-- begin Excerpted records --
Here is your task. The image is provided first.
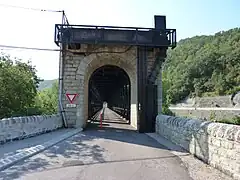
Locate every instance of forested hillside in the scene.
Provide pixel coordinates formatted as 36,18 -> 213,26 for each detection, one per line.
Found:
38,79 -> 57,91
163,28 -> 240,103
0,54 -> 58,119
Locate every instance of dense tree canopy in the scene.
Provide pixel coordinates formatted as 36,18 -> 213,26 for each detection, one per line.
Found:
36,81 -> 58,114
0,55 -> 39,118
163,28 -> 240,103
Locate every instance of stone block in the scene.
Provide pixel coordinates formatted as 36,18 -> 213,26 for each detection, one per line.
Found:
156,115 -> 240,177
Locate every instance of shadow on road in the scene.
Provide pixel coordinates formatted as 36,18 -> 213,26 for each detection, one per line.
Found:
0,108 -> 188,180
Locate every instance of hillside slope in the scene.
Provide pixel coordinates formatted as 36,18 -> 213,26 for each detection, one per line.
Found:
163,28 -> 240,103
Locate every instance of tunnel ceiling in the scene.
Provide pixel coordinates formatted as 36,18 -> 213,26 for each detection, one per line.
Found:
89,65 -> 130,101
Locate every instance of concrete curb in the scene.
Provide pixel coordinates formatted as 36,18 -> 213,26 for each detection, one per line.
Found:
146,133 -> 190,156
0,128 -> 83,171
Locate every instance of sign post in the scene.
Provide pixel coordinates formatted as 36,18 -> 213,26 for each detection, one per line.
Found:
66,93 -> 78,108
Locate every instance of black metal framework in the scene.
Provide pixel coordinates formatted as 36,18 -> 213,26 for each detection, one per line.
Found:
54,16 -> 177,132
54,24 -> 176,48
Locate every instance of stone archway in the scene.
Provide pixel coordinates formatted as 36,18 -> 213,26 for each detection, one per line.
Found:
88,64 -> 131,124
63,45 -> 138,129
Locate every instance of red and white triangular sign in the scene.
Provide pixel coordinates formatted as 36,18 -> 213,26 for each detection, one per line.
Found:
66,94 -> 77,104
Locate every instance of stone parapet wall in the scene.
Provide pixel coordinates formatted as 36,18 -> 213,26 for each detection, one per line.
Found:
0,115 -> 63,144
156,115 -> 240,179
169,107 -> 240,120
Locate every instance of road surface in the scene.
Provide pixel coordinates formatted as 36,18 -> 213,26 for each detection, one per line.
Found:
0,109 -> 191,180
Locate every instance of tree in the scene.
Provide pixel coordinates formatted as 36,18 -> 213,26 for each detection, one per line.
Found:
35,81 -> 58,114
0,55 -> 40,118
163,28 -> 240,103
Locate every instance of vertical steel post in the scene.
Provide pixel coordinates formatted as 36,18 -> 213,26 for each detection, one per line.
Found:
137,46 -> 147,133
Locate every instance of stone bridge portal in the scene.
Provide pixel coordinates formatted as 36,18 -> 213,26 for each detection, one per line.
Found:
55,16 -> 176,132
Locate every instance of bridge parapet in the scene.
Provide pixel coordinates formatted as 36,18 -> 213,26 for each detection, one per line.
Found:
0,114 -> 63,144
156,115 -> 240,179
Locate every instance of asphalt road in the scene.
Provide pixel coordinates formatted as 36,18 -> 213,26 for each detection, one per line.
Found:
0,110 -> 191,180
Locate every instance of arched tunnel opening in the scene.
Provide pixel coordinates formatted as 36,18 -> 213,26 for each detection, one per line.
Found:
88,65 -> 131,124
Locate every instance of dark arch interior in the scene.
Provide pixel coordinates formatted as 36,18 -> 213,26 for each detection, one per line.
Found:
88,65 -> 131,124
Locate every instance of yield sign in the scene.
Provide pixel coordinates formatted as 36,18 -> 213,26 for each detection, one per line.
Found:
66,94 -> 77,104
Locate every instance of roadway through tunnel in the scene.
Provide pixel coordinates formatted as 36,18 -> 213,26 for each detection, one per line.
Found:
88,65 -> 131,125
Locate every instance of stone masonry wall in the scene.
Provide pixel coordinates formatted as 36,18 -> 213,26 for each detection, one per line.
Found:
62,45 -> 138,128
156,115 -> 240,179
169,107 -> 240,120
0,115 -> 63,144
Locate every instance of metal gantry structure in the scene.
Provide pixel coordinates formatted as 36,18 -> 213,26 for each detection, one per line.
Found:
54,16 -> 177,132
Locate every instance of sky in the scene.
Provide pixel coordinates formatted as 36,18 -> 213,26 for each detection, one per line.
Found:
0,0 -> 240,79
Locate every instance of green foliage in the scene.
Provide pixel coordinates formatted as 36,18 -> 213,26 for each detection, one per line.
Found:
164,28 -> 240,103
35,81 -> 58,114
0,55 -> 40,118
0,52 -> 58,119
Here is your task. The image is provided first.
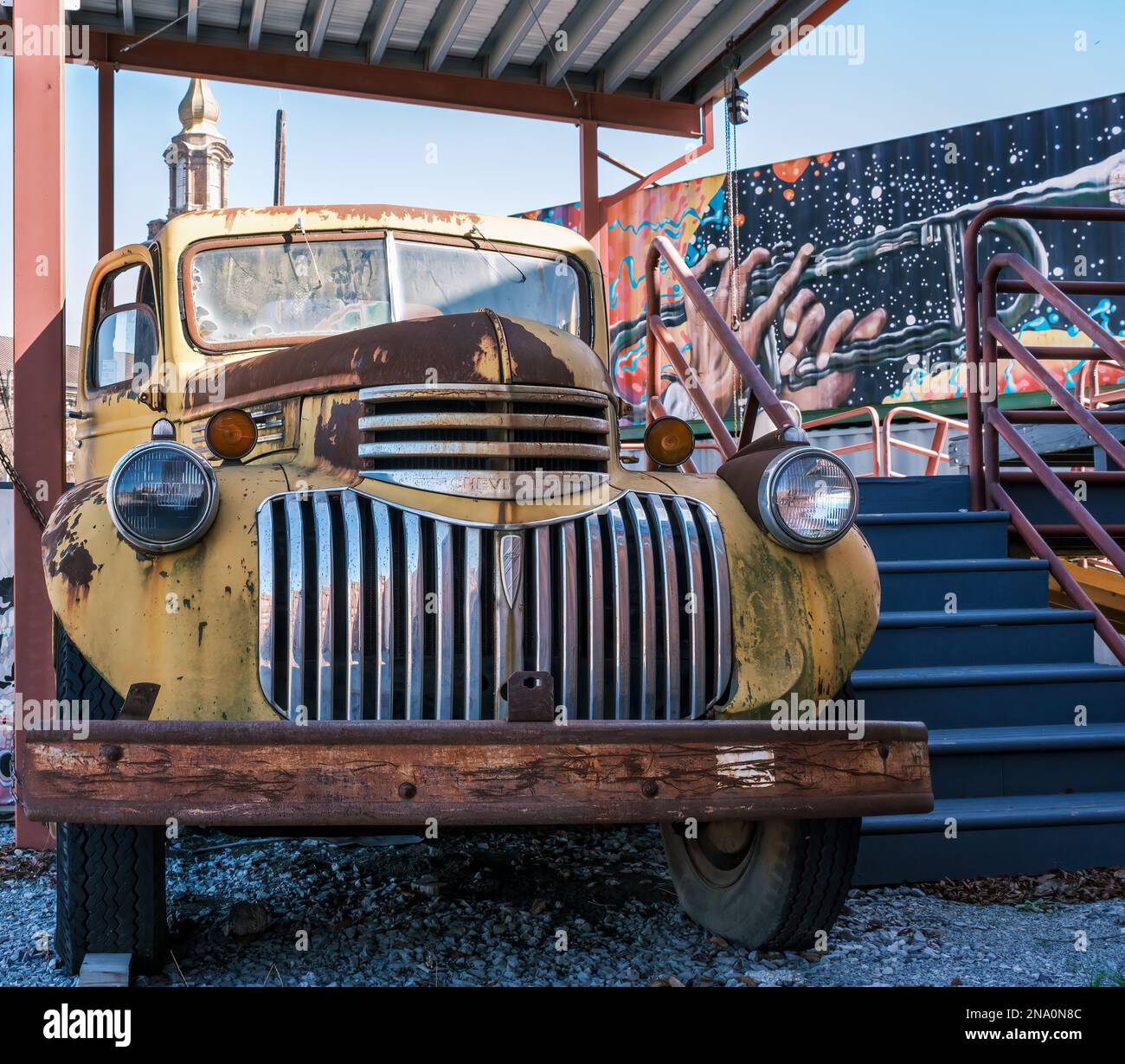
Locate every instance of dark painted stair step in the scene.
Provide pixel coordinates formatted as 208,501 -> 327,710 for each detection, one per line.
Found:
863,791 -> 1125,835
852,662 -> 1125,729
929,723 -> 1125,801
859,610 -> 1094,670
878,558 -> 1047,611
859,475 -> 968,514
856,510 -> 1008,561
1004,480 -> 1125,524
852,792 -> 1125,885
-- end Excerpted records --
-- begin Excerpted records --
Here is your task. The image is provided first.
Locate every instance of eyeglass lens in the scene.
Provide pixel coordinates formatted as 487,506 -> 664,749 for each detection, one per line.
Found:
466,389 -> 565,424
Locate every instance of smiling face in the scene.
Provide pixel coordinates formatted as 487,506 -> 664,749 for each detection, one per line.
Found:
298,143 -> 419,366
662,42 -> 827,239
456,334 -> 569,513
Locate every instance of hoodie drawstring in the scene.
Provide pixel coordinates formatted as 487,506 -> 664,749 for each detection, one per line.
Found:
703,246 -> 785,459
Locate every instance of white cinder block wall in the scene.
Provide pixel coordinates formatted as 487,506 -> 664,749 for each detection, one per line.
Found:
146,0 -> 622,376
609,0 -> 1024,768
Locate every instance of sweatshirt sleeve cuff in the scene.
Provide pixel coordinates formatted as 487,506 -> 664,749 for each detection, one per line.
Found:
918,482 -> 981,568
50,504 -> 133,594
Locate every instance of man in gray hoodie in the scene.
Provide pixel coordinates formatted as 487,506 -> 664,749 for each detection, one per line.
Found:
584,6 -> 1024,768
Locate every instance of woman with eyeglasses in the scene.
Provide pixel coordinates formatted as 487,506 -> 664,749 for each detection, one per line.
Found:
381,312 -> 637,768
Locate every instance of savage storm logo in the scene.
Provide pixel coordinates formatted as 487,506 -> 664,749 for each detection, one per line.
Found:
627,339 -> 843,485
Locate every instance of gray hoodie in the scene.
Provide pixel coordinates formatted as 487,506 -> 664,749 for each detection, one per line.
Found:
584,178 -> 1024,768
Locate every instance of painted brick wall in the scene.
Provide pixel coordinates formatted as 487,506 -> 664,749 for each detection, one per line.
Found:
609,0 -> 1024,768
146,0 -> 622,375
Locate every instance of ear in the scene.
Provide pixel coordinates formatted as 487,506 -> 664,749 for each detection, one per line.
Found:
-- end Excerpted records --
Task statement
Copy the lines word for word, beginning at the line that contains "Locate every instance of vertical" and stopping after the line that contains "0,110 -> 191,180".

Response
Locate every instance of vertical steel post in the scene.
Provide pixel coordinates formatted as 36,18 -> 213,26 for each detection, one per line.
Found:
137,46 -> 147,133
Locate every instance of stone bridge portal in the scene.
Provide pixel coordinates formatted as 36,18 -> 213,26 for each detection, one per line.
Found:
55,16 -> 176,132
Locate every instance of bridge parapet in the scene.
Provide pixel coordinates formatted as 36,18 -> 213,26 for each detection, one per line.
Found:
0,114 -> 63,144
156,115 -> 240,179
Locate every instance of asphalt road in the scene.
Provide pixel coordinates formatted as 36,18 -> 213,26 for each detection, one per line.
Found:
0,110 -> 191,180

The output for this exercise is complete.